+++ The records +++

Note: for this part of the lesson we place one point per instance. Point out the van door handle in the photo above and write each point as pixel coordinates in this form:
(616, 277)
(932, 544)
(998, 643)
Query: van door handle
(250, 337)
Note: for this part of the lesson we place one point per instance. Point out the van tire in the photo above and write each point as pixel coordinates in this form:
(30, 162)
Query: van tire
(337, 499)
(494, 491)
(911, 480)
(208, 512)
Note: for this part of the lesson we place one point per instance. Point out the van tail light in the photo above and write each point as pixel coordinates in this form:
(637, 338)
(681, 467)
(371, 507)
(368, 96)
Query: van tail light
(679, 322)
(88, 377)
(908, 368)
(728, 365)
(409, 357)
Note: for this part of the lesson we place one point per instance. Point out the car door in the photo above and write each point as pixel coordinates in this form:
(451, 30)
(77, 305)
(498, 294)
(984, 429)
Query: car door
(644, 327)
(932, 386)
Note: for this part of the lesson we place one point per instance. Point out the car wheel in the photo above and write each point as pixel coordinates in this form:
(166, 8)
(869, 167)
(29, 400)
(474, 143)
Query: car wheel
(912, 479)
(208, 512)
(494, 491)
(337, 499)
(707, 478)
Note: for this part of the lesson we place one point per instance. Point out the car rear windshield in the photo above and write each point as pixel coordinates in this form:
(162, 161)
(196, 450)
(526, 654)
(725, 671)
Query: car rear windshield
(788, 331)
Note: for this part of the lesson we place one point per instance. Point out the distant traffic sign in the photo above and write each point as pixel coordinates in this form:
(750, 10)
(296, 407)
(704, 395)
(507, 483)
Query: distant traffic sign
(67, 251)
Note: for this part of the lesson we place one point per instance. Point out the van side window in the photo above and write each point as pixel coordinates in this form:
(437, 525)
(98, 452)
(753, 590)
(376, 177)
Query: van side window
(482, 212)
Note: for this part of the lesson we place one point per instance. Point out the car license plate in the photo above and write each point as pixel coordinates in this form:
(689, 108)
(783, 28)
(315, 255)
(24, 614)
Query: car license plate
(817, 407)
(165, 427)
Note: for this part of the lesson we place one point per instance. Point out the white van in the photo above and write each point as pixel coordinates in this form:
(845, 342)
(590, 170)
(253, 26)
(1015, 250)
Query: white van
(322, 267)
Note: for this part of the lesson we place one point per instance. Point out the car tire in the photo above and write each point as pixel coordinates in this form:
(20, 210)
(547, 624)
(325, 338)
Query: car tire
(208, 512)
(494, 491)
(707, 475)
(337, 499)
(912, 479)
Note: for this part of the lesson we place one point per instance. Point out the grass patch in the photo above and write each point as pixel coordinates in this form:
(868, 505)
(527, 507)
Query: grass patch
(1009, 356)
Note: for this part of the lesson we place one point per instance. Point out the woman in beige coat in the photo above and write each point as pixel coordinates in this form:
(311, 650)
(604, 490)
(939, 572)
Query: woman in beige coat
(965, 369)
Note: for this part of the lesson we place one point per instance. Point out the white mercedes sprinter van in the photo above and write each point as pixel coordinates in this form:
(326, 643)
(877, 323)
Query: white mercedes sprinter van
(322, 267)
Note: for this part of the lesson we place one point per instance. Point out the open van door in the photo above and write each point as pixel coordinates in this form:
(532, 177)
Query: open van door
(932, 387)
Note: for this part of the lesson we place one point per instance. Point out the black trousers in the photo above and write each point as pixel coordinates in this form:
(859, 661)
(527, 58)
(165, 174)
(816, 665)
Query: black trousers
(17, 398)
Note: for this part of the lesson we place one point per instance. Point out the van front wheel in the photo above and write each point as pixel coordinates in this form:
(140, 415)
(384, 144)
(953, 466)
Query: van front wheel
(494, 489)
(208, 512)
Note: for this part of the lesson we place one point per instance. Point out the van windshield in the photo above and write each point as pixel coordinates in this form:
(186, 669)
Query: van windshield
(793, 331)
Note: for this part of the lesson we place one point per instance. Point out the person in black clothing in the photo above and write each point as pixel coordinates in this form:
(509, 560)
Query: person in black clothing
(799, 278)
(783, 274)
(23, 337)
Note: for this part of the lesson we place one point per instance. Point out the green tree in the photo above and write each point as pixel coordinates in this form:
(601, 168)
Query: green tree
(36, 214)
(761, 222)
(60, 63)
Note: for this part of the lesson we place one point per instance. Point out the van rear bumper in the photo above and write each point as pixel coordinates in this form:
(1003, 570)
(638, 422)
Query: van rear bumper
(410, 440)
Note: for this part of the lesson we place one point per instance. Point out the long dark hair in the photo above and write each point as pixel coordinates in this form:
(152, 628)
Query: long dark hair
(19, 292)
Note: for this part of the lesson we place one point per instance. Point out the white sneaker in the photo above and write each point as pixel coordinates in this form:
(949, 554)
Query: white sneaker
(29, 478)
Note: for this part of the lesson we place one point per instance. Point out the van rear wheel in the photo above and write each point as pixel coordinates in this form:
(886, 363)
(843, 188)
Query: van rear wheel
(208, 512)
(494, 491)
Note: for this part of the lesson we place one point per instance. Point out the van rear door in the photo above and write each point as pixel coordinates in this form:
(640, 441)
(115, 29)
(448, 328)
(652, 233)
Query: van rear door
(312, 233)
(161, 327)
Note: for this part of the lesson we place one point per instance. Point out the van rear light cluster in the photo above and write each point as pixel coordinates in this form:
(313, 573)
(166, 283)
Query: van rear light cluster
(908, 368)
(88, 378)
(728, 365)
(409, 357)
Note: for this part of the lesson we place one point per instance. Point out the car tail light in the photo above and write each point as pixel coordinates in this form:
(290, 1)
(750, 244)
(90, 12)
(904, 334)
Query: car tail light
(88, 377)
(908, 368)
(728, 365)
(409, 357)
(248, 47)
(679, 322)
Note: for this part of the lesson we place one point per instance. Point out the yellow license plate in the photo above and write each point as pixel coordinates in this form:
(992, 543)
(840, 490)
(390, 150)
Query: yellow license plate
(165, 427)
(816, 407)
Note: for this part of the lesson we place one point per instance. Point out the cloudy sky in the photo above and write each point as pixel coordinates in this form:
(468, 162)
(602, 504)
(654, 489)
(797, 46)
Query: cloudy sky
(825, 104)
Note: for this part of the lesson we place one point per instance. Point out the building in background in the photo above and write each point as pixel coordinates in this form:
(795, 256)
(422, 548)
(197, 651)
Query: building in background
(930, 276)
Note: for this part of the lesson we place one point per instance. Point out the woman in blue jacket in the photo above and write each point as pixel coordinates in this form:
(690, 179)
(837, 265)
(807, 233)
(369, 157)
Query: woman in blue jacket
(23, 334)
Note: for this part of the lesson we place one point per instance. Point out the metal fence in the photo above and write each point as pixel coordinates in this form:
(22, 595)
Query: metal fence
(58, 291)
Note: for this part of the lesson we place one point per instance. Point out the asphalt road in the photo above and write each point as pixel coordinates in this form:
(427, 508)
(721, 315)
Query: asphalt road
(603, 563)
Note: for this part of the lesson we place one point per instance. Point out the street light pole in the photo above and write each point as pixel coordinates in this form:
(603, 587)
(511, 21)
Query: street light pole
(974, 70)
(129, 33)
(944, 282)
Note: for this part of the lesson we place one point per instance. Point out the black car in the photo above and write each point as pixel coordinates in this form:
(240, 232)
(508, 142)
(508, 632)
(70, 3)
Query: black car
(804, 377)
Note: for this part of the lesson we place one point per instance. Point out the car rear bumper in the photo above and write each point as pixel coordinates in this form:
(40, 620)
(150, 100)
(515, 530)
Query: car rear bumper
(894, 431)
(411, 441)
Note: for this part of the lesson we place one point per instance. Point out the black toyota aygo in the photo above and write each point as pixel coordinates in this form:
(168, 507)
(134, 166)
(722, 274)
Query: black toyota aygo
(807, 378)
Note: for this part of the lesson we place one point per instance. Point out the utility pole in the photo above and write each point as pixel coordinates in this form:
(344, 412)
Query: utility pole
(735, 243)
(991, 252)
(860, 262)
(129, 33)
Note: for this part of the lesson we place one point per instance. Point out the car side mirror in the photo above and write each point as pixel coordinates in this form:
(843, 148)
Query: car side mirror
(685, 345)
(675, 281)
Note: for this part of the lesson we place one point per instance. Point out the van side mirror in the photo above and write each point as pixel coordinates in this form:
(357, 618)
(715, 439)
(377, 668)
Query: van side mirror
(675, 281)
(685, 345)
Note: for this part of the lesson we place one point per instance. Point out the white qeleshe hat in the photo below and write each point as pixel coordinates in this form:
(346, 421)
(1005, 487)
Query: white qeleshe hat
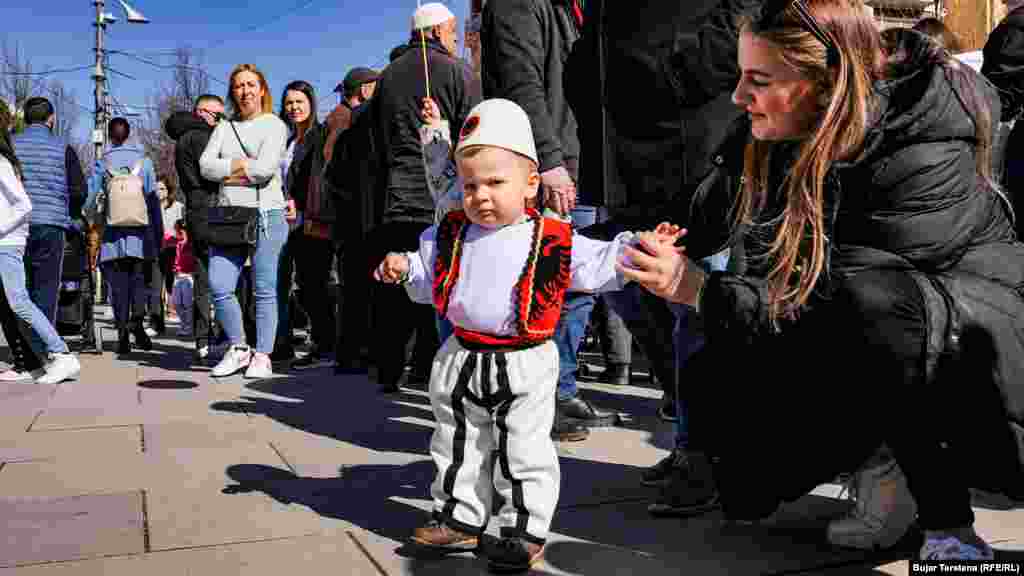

+++

* [Task prompt] Each line in the entries above that includes the string "qeleshe" should be extracted.

* [Solution]
Note: for this part of the lesson we place one point per instance. Point out the white qeleshe hat in the photo below and write each point as pixel coordinates in this form:
Query: white qeleshe hat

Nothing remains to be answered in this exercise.